--- Exercise prompt ---
Copy every one of the lines below word for word, leaving the picture out of your copy.

══════════

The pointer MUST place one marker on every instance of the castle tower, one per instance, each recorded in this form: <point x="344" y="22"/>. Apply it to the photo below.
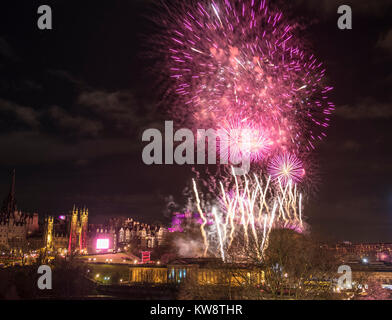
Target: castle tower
<point x="49" y="233"/>
<point x="9" y="205"/>
<point x="73" y="231"/>
<point x="83" y="230"/>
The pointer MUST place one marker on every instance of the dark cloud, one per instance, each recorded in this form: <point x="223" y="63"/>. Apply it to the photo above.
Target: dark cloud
<point x="385" y="41"/>
<point x="76" y="126"/>
<point x="367" y="109"/>
<point x="25" y="115"/>
<point x="361" y="7"/>
<point x="6" y="50"/>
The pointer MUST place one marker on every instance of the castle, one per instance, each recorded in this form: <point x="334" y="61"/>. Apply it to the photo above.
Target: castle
<point x="15" y="225"/>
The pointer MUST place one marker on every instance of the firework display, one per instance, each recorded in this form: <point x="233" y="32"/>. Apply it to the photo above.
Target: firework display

══════════

--- Problem solution ---
The pointer MUST place one marker on every instance of the castle tower, one per instance, each recorded in this form: <point x="344" y="22"/>. Apply it to the photo below.
Target: castle tower
<point x="49" y="233"/>
<point x="9" y="205"/>
<point x="73" y="231"/>
<point x="83" y="230"/>
The pointer MUST place one marker on every instance of the dark cloud, one per instance, each recorded in this form: <point x="223" y="63"/>. Apply it to the photo above.
Target: dark cloud
<point x="385" y="41"/>
<point x="76" y="126"/>
<point x="367" y="109"/>
<point x="25" y="115"/>
<point x="361" y="7"/>
<point x="6" y="50"/>
The pointer MUST place one marker on every instance of the castle, one per instance, each recorded in this form: <point x="334" y="61"/>. Apply it to the photo above.
Target: castle
<point x="15" y="225"/>
The pointer MUST place one marker on every instance of the firework display, one per instance, each recorded in this form: <point x="233" y="32"/>. Apply it to the photo above.
Target: firework display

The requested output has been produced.